Data supplied:
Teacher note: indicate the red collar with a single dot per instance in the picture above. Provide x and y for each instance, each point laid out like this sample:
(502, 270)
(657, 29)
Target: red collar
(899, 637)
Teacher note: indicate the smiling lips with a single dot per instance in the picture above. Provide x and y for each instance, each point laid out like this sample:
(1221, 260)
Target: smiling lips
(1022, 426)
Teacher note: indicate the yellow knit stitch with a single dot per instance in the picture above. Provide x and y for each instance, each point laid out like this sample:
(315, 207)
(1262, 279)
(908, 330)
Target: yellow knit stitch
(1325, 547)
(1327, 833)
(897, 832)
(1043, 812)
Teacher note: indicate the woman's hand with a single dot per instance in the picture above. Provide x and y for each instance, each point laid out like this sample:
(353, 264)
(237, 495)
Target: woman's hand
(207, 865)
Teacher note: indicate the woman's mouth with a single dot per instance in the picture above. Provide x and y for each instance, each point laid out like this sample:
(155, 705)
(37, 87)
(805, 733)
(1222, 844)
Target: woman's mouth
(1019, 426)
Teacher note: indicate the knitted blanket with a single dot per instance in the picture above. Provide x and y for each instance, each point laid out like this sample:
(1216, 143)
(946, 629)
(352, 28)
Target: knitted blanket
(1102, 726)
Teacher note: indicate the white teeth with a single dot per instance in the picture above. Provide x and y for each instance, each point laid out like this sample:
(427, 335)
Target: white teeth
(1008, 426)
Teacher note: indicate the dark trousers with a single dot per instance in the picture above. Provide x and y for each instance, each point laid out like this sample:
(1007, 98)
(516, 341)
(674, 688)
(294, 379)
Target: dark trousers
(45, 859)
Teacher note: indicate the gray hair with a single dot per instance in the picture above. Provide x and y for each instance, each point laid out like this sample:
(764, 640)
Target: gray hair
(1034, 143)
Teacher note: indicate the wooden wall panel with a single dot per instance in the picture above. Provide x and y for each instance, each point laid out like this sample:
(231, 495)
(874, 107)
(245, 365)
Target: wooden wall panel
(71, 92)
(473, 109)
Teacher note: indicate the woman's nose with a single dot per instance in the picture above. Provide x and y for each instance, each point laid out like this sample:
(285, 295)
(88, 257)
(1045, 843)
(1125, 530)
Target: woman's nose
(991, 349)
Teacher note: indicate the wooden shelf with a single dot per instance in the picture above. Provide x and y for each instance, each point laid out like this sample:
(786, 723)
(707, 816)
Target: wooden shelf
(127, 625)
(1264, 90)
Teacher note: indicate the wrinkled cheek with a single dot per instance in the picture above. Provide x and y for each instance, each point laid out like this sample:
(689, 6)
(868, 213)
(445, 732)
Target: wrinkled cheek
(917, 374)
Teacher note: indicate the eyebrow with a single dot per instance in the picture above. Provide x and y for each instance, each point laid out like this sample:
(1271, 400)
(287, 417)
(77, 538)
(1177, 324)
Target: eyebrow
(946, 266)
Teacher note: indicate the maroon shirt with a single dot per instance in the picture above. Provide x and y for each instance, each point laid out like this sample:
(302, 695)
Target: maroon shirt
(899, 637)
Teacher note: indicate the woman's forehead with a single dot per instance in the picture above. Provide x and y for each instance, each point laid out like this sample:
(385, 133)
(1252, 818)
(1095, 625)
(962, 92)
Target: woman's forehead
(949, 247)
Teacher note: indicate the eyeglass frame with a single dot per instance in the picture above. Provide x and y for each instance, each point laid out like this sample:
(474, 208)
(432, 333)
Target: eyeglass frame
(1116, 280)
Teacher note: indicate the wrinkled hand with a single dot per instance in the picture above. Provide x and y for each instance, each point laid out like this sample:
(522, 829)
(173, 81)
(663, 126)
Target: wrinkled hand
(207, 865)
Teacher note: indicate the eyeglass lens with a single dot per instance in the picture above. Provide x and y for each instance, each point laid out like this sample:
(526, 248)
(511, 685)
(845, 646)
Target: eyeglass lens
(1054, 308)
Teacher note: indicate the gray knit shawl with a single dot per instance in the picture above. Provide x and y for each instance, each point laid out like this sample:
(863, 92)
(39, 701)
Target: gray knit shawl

Short exercise: Rescale the material from the line containing "Teacher note: indicate the smiling" through the line containing "(1043, 812)", both included, reproducing every line with the requests and multiplying each answer coordinate by 1.05, rounded to whole numbers with halves going up. Leave the sample coordinates in the requests unchanged, and return only those lines.

Solution below:
Teacher note: indicate the smiling lips with a single dot per instance in the picture above. Provide x and y for each instance, each point laid out like this sample:
(1221, 260)
Target: smiling lips
(1073, 447)
Teacher note: indicate the yellow knit stitch with a single dot per instance in the picture above. Provide x and y for each instance, each point laid out like this sample:
(315, 207)
(1262, 279)
(908, 330)
Target: yellow knit stitch
(1391, 574)
(1393, 875)
(942, 874)
(1095, 853)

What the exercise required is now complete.